Exercise brief:
All lines below containing the string "like" are to be copied.

Supplied material below:

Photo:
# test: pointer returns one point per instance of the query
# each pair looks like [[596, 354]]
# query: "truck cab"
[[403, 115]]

End of Supplied material.
Supplied material below:

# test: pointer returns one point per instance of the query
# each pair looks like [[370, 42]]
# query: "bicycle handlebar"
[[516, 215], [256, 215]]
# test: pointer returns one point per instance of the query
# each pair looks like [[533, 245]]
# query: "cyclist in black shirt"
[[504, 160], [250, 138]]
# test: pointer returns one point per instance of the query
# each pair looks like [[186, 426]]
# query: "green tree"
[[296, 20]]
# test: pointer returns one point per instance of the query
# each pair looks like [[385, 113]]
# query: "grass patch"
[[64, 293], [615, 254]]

End of Supplied material.

Answer space:
# each pair looks like [[596, 354]]
# each pair looks like [[370, 42]]
# each pair looks like [[533, 245]]
# each pair looks like [[186, 426]]
# each pair looks like [[385, 113]]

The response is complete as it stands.